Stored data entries
%%
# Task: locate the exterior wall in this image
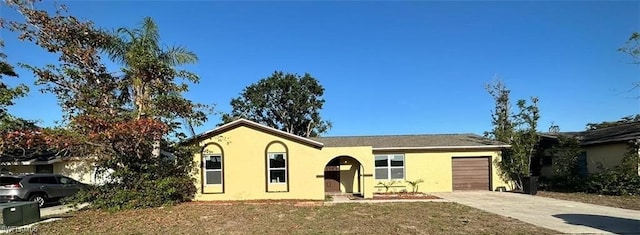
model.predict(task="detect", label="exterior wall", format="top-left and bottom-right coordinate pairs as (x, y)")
top-left (195, 126), bottom-right (329, 201)
top-left (339, 157), bottom-right (359, 193)
top-left (53, 161), bottom-right (96, 184)
top-left (584, 143), bottom-right (628, 173)
top-left (2, 165), bottom-right (34, 174)
top-left (1, 162), bottom-right (98, 184)
top-left (373, 150), bottom-right (511, 193)
top-left (318, 147), bottom-right (374, 198)
top-left (192, 125), bottom-right (510, 201)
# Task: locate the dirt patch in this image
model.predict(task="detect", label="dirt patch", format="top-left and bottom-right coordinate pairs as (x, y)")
top-left (17, 202), bottom-right (557, 234)
top-left (372, 192), bottom-right (441, 200)
top-left (537, 191), bottom-right (640, 210)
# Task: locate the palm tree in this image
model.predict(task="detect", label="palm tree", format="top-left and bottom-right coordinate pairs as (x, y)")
top-left (104, 17), bottom-right (201, 157)
top-left (104, 17), bottom-right (199, 119)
%%
- **TASK INSTRUCTIONS**: Using the records above, list each line that includes "image".

- **REPLY TO THE EXERCISE**:
# Task: locate the exterior wall in this image
# Task: locate the dirt patch in this image
# Task: locate the palm tree in this image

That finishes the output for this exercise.